# Start of DOCUMENT EXTRACT

We have found recipes written in beautiful script, the penmanship flawless, dating back to the mid 1800's, to the hastily scribbled notes made on the back of brochures, tickets and maps, by travelers, having exchanged recipes on layovers or in hiatus calms, after, for example a fine dining experience, when a charitable cook shared a guarded family recipe. We have found recipes written on newspaper margins of published recipes cut from broadsheets and magazines, recipes penned onto menus scoffed from restaurants, cookery notes on memo pads, appointment cards, cereal box cardboard, hydro, water and telephone invoices, cash register receipts, and many others actually written on the inside cover pages of published cookbooks.
We have discovered artist sketches with recipes on the back, the reverse side of store coupons, legal notices, photographs and greeting cards, that we suppose were just handy open spaces to write upon when a recipe somehow, or from someone, came into conversation. We can find many advertising message sheets that have recipes scribbled onto them, from phone conversations between culinary artists. We have examples of recipes written onto the corners of otherwise full letters, and so many other misshapen box lids, torn paper and newspaper sheets that were used in emergency circumstances to jot down the ingredients of a hastily passed-along recipe.....maybe between riders on a streetcar, written down between stops. Recipes were so important, they needed to be conserved by any means possible it seems. And that makes them fascinating to us who collect them.

# End of DOCUMENT EXTRACT
# Start of PROVIDED RECORDS

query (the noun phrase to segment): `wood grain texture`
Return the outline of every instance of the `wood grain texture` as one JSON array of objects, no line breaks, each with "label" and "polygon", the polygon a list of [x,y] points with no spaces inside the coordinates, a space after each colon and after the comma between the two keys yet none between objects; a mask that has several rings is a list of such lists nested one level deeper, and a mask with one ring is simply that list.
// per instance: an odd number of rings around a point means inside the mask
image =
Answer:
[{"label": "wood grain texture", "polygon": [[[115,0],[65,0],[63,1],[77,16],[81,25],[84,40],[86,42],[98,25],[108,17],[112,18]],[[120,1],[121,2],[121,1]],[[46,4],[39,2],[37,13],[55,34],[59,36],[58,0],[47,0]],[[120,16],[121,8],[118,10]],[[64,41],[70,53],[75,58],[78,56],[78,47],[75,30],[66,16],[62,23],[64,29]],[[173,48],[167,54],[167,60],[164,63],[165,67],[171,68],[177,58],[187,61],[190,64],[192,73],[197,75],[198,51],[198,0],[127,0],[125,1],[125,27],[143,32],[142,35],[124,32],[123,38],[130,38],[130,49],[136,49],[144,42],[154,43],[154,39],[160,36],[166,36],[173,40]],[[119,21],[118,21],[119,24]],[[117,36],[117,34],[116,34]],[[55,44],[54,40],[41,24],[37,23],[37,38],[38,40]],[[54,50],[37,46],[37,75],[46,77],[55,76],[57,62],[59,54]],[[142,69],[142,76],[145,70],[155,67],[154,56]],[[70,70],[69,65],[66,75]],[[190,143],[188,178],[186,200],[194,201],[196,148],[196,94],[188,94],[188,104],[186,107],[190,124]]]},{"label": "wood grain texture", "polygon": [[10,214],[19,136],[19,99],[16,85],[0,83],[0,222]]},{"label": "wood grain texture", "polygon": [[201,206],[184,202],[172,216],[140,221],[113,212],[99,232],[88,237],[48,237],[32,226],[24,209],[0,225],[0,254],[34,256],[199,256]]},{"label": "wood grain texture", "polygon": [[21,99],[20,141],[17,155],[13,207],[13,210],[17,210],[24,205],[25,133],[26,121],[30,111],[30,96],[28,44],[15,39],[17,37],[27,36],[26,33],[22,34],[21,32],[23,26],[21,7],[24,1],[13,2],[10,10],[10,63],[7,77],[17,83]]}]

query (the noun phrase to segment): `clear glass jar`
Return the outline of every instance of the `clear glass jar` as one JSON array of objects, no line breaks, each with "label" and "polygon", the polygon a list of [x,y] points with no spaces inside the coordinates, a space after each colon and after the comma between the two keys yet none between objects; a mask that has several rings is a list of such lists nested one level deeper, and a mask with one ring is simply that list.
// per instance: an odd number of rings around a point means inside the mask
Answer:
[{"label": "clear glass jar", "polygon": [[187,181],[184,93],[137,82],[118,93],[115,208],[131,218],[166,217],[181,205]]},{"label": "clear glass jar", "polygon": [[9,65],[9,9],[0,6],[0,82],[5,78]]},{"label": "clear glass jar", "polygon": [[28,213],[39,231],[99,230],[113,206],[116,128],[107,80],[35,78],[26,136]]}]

# End of PROVIDED RECORDS

**TASK GOAL:** Copy the passage on handwritten recipes word for word, starting at "We have discovered" and ending at "who collect them.". The data shown after the text is separate material.

**SOLUTION:**
We have discovered artist sketches with recipes on the back, the reverse side of store coupons, legal notices, photographs and greeting cards, that we suppose were just handy open spaces to write upon when a recipe somehow, or from someone, came into conversation. We can find many advertising message sheets that have recipes scribbled onto them, from phone conversations between culinary artists. We have examples of recipes written onto the corners of otherwise full letters, and so many other misshapen box lids, torn paper and newspaper sheets that were used in emergency circumstances to jot down the ingredients of a hastily passed-along recipe.....maybe between riders on a streetcar, written down between stops. Recipes were so important, they needed to be conserved by any means possible it seems. And that makes them fascinating to us who collect them.